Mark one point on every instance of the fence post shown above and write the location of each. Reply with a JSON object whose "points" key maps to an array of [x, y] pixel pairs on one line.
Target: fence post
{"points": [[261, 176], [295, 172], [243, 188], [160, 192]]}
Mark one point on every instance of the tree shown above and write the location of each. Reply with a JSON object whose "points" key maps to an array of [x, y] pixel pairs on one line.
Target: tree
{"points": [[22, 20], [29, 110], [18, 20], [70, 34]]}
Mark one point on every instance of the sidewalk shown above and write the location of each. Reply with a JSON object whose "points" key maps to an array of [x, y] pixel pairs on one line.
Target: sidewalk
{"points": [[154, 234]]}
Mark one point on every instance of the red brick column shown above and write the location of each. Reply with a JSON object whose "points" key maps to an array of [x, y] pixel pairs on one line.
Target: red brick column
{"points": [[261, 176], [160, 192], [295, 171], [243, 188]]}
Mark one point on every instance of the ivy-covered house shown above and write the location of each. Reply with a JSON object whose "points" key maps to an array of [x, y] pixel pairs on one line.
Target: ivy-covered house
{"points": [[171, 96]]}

--

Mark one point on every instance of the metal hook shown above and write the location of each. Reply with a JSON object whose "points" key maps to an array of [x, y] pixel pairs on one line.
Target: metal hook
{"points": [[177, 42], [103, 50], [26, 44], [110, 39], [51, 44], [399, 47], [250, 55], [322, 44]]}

Directions: After locating the line with "Mark one point on every instance of the tree" above, return that line and every later line through the one with "Mark one point on every instance of the sidewalk", word for word and with nothing else.

Completed exercise:
Mark one point on every instance of the tree shown above and write the location of each. Reply with a JSON object whose "points" key maps to an array of [x, y] pixel pairs on one line.
Target: tree
{"points": [[22, 20], [29, 110], [18, 20], [70, 34]]}
Mark one point on every instance of the sidewalk shown above and write the location of each. Reply with a JSON object whose "points" key maps to an array of [x, y] pixel pairs on one line.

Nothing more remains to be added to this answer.